• _Page excerpt_:

#####

(Continued from “Change Is All You Need")
**The Obama Years **
To be fair, Jimmy Carter inherited a country that needed a lot of work.
Lyndon Johnson’s Great Society programs, built on Roosevelt’s economically untenable New Deal welfare state, had set the nation’s economy and social classes on a path to destruction a decade earlier. The self-absorption of the Baby Boomers decayed the social institutions and mores that sustained us for 200 years. The Greatest Generation (a term yet to be coined) were entering the pre-retirement years, and their kids were none too interested in hard work–at least, not yet. The Arab oil embargo and subsequent OPEC controls had driven up the price of oil and, along with it, everything that depends on petroleum.
Perhaps most challenging for Carter was the unprecented lack of confidence in America’s institutions. After the Bay of Pigs, Vietnam, idiotic conspiracy theories on the assassinations of John and Bobby Kennedy and Martin Luther King, and the hideous Watergate debacle, the people began to believe that the ship of state had grown too large for safe navigation in the compressed shipping lanes of the twentieth century.
Liberal media fed the popular suspicion of institutions. The networks, major daily papers, and the news magazines held a tight right on information in the days before the internet. Bill Moyers' and Walter Cronkite’s leftist opinions, dressed up prettily as objective reporting, went unchallenged. “Our best days are behind” became the unspoken thought of my dad’s World War II generation. Aloud they said, shaking their heads, “What the hell’s happened to this country?”

#####

• _Stored data_:
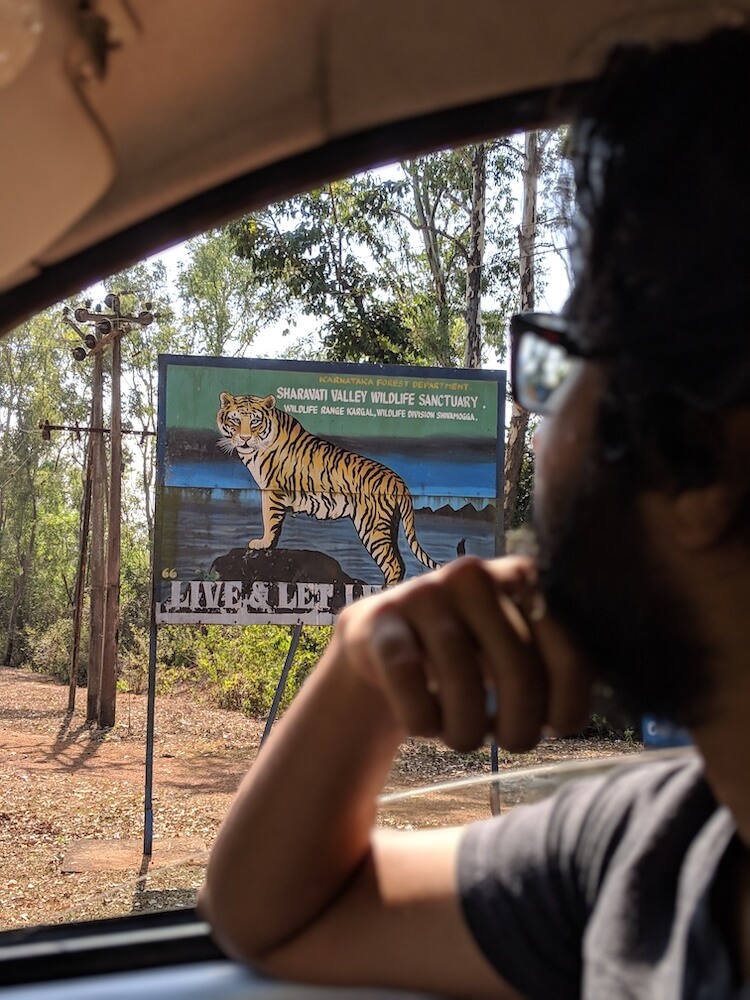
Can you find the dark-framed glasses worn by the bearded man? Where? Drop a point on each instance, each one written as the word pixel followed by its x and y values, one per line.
pixel 543 357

#####

• _Using the information_:
a. In the political essay, what did the Arab oil embargo and the later OPEC controls drive up?
b. Carry the political essay forward from its last sentence.
None of the data is needed here.

• _Answers below_:
a. They drove up the price of oil and, with it, everything that depends on petroleum.

b.
Jimmy Carter took command of a demoralized and thinning military. He made matters worse. Cuts and changes to military budgets, the increased wearing of civilian clothing even while on duty in the Pentagon, and relaxation of traditions drove would-be careerists out of the service. (Twenty years later, I personally ended my 9 year Navy career because I could not serve the Commander in Chief. I know the feeling.)
The next President will inherit a country with problems. The home mortgage meltdown will affect the general economy for two more years, even if home prices begin rise and lending policies loosen. Look back to the Savings & Loan crisis of the early 1990s for guidance.
Making matters worse this time around is the price of oil. While oil and gasoline failed to keep up with inflation for years, the recent jump, combined with poor handling by business, will suppress economic growth until late 2009 or early 2010. Companies and consumers, alike, expected the price of oil to return quickly to $30/bbl. As such, margins shrunk during a time when they should have grown. Expect inflation.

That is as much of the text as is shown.